* Kutipan Teks:
****************************************
Loading...

TERPERANGKAP BADAI RINJANI


MENGAHADAPI BADAI GUNUNG RINJANI | Tulisan ini adalah pengalaman saya sewaktu mendaki Rinjani tahun 2007 silam. Pendakian di musim hujan, bulan Desember. Pendakian pada musim hujan tidak disarankan, namun karena alasan waktulah maka dipilih bulan Desember. Kami tahu Desember sudah masuk musim hujan, maka peralatan kami siapkan sebaik mungkin. Tenda, raincoat/ponco, kantong plastik tali dan peralatan lain sudah siap. Maka perjalananpun dimulai.

Berangkat dari Mataram dengan kendaraan charteran diisi 7 orang penumpang. Saya, Anjas, dengan 3 orang teman cewek dari Jakarta, terus Arya juga membawa seorang teman plus satu orang sopir, Syarifuddin. Sesampai di Aikmel kami singgah sebentar untuk membeli beberapa keperluan pendakian. Orang-orang di pasar Aikmel menyarankan supaya tidak naik gunung waktu hujan. Tapi kapan lagi bisa ke Lombok, begitu kata cewek-cewek yang dari Jakarta.  Perjalananpun kami lanjutkan.

Tak berapa lama di dalam kendaraan hujan deras  mulai turun. Sesampai di gapura Taman Nasional Gunung Rinjani (TNGR), musibah datang, as mobil yang kami tumpangi patah. Terpaksa harus ganti kendaraan karena masih jauh dari Sembalun. Sampai di Sembalun, setelah melapor di pos pendakian,  langsung menuju Bawak Nao, tempat di mana perjalanan pendakian dimulai. Seusai berdoa perjalanan kami mulai menuju pos 1 Sembalun.
****************************************
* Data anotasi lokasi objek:
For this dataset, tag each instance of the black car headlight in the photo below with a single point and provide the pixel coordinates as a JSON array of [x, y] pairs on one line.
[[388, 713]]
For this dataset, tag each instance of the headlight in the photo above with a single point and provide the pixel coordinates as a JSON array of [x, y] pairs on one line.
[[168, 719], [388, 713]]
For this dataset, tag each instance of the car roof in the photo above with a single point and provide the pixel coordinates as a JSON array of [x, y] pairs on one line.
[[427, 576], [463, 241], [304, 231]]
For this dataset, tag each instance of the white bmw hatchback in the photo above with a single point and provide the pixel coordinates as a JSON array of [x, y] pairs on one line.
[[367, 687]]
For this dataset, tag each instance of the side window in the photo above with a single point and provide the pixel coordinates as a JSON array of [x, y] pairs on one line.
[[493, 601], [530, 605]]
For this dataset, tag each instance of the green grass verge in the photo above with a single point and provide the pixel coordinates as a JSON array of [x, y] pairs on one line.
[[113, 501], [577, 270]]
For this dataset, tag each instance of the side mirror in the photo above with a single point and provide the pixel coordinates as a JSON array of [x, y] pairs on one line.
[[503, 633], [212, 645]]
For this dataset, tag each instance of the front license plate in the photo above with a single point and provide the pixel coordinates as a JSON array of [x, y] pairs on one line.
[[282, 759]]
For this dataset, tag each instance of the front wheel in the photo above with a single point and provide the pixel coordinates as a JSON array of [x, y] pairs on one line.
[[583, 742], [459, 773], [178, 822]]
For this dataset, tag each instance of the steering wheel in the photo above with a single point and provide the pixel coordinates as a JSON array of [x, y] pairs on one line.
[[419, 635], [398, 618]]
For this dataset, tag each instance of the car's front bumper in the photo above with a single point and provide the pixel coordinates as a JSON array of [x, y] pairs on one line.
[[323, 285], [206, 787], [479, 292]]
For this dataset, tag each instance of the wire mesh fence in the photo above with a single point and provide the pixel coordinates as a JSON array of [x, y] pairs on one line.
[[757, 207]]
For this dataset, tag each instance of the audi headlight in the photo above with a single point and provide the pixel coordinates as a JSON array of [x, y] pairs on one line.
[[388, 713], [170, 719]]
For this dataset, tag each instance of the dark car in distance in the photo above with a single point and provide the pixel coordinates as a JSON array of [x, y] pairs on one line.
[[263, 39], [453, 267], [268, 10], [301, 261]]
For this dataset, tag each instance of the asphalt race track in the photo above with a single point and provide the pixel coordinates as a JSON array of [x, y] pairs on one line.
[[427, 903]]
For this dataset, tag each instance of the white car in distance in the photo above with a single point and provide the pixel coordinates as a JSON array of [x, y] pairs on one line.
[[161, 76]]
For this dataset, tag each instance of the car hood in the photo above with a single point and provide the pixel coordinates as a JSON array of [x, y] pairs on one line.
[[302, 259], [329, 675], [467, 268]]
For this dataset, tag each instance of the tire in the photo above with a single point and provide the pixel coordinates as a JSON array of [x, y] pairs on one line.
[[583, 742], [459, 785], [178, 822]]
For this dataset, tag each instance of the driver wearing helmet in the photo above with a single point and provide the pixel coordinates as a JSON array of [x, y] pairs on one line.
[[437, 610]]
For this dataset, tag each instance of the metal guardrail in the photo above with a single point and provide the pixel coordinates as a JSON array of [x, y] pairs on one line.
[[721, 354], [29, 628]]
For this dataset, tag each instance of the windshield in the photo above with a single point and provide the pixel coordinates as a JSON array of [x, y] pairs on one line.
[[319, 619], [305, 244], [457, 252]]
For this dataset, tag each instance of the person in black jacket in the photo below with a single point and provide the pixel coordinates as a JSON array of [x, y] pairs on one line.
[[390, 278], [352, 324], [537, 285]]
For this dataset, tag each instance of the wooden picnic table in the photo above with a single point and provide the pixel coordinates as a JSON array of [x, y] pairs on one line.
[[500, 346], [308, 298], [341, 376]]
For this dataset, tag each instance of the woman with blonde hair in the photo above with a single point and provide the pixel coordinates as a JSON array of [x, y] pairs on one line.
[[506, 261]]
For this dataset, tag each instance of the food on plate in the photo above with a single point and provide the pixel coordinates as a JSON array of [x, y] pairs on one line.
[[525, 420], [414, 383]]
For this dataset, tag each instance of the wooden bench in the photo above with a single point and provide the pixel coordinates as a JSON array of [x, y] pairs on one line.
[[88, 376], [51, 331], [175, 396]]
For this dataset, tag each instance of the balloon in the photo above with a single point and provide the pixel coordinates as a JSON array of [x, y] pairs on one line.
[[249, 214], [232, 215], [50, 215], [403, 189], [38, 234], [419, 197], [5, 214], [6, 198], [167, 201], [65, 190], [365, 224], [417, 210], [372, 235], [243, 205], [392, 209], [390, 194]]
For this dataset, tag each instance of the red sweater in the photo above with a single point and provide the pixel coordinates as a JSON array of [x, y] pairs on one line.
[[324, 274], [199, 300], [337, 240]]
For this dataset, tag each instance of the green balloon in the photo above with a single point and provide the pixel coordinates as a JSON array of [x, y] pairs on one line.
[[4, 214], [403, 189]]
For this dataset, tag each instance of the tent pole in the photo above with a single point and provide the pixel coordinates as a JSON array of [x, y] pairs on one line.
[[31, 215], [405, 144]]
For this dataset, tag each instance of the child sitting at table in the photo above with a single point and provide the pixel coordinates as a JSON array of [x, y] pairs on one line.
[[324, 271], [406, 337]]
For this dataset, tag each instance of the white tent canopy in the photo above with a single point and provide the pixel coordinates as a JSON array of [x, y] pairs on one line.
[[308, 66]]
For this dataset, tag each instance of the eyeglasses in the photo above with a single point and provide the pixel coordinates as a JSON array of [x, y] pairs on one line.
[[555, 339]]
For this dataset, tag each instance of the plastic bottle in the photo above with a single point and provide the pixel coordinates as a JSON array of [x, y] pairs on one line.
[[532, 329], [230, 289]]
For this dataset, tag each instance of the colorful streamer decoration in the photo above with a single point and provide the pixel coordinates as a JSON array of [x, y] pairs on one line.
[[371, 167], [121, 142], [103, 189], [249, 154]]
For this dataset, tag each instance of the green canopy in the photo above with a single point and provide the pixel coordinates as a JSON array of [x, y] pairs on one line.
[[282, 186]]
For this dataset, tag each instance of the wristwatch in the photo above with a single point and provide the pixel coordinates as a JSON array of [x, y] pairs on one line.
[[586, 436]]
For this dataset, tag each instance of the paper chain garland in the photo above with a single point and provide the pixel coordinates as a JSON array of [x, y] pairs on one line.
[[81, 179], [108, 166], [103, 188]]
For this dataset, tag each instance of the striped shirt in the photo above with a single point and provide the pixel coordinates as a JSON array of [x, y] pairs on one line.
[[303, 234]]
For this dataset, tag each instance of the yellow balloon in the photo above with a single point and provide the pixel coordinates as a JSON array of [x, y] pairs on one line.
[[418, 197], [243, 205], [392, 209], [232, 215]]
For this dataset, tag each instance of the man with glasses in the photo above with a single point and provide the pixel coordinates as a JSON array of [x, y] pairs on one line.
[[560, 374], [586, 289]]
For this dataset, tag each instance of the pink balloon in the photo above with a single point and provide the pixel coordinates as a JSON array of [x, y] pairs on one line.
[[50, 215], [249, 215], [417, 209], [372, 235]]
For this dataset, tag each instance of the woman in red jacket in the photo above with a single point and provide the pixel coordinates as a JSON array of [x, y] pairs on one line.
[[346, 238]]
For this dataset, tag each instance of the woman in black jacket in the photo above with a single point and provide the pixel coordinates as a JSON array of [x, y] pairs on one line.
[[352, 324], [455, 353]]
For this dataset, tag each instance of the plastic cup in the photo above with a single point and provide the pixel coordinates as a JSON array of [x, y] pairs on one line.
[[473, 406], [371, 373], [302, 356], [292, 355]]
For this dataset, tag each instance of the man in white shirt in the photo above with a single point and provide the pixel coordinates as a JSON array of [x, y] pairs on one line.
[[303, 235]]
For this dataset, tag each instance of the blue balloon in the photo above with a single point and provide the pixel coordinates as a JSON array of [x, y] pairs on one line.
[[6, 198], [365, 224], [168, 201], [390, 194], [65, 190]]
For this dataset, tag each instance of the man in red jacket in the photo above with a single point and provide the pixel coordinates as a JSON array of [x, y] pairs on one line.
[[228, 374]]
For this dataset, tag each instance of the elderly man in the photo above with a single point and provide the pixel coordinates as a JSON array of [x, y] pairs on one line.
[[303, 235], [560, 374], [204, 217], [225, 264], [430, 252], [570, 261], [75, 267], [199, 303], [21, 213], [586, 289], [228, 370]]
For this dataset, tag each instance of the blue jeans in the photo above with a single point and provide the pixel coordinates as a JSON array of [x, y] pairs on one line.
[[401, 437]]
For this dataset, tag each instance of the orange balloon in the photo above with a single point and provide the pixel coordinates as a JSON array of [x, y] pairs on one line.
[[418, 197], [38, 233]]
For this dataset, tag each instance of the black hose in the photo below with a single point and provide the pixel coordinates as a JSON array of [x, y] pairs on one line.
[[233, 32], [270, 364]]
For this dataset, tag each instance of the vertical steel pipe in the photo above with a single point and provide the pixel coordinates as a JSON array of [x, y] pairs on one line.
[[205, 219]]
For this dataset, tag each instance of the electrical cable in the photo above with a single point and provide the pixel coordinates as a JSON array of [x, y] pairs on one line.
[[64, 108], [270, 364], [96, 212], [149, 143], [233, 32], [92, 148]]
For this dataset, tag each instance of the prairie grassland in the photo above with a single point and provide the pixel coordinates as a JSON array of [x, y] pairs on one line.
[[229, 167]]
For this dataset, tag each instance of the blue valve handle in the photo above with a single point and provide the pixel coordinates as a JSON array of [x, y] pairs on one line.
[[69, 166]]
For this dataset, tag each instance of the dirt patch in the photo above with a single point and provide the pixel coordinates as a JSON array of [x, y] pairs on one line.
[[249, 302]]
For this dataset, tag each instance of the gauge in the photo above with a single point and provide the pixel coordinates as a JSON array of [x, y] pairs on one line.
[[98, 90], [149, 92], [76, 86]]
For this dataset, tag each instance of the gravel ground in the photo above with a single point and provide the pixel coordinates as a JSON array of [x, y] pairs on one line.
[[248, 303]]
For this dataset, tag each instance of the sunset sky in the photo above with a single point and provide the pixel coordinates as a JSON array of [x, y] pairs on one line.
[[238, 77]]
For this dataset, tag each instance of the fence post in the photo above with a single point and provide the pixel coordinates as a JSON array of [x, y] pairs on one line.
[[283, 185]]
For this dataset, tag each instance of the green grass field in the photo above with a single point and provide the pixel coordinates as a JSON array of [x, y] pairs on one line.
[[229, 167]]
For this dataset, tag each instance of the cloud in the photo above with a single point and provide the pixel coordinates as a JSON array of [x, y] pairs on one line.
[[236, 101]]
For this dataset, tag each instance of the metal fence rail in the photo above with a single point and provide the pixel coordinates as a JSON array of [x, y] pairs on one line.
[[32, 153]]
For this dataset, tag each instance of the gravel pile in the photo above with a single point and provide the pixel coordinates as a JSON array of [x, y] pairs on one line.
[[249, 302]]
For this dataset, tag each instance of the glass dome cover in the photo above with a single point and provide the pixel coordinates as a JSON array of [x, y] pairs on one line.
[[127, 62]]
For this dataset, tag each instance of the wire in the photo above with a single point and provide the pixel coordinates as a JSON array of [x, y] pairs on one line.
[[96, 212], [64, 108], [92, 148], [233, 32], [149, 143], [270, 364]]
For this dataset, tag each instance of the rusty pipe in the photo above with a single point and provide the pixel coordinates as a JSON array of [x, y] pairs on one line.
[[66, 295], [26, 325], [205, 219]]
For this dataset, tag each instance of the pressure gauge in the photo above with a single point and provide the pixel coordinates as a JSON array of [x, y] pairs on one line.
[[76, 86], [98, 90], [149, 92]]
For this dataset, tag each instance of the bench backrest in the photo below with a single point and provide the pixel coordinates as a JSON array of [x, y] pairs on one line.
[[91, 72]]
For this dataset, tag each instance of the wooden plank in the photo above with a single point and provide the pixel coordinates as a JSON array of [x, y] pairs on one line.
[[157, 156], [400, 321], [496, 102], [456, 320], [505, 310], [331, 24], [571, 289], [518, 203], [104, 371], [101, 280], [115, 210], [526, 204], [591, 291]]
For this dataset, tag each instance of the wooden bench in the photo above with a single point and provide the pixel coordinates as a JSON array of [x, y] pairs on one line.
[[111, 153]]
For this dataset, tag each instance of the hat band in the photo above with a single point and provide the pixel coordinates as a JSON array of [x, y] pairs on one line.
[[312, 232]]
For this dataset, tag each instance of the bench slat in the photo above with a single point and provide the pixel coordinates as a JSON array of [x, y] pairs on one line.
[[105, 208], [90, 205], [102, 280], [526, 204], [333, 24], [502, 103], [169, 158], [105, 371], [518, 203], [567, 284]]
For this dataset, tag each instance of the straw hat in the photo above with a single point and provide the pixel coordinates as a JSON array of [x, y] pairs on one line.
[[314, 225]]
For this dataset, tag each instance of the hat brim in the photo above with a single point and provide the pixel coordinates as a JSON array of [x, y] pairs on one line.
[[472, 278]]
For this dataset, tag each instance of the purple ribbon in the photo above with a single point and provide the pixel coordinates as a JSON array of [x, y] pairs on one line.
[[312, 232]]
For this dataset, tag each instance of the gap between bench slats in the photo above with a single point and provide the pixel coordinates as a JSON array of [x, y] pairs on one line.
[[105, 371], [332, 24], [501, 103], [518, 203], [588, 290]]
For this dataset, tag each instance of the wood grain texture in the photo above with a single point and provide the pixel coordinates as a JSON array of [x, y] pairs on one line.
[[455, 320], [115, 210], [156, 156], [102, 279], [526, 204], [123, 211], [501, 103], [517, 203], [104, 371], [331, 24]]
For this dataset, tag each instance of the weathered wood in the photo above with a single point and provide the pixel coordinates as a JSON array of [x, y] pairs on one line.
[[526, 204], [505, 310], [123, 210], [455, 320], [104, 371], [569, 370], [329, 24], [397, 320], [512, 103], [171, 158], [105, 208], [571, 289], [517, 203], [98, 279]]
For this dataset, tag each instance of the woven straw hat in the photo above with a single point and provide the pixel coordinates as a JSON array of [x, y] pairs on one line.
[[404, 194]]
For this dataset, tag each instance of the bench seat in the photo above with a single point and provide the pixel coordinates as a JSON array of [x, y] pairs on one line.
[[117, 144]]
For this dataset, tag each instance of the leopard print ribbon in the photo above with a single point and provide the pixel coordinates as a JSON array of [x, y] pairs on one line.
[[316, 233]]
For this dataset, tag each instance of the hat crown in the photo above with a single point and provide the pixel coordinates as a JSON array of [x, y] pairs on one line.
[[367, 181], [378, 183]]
****************************************
* Tugas yang Dikerjakan:
Tolong kutip bagian kisah pendakian Rinjani mulai dari "TERPERANGKAP BADAI RINJANI" dan berakhir pada "Maka perjalananpun dimulai." tanpa mengubah satu kata pun. Baris-baris data ini tidak ada kaitannya dengan kisah pendakian Rinjani.

* Hasil Latihan:
TERPERANGKAP BADAI RINJANI


MENGAHADAPI BADAI GUNUNG RINJANI | Tulisan ini adalah pengalaman saya sewaktu mendaki Rinjani tahun 2007 silam. Pendakian di musim hujan, bulan Desember. Pendakian pada musim hujan tidak disarankan, namun karena alasan waktulah maka dipilih bulan Desember. Kami tahu Desember sudah masuk musim hujan, maka peralatan kami siapkan sebaik mungkin. Tenda, raincoat/ponco, kantong plastik tali dan peralatan lain sudah siap. Maka perjalananpun dimulai.